--- START OF Selected excerpt ---

Hyperlink all term names

Edit VegCore:

  1. Copy contents to a text editor
  2. Replace regexp
    ^(h\d\(+\. )((?!VegCore$)\w+)$
    
    with
    $1[[VegCore#$2|$2]]
    
  3. Copy contents back
  4. Save
  5. Regenerate the VegCore terms list

Change Related terms to VegCore terms

Edit VegCore:

  1. Copy contents to a text editor
  2. Replace regexp
    ([\w ]+: (?:.*, )?)"(?:DwC|TCS):([a-z]\w*)":\S*\2\b
    
    with
    $1[[VegCore#$2|$2]]
    

    repeatedly, until no replacements are made
  3. Search for Related:"

--- END OF Selected excerpt ---
--- START OF Dataset excerpt ---

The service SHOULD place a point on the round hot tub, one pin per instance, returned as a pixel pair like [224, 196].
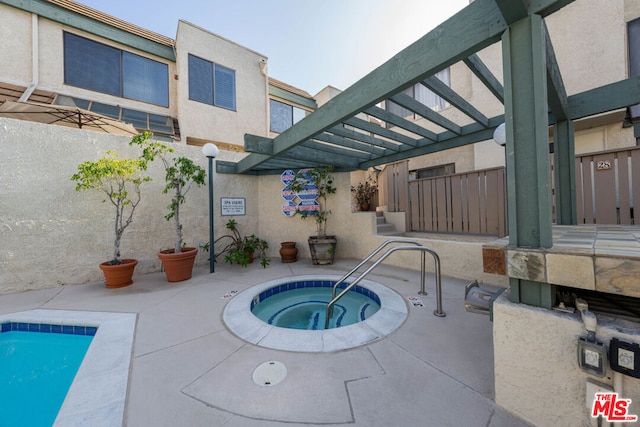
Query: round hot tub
[292, 314]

--- END OF Dataset excerpt ---

• _The request_
List, in order, the numbered steps that the VegCore editing notes give under "Hyperlink all term names."

• _Result of this exercise_
1. Copy contents to a text editor
2. Replace regexp ^(h\d\(+\. )((?!VegCore$)\w+)$ with $1[[VegCore#$2|$2]]
3. Copy contents back
4. Save
5. Regenerate the VegCore terms list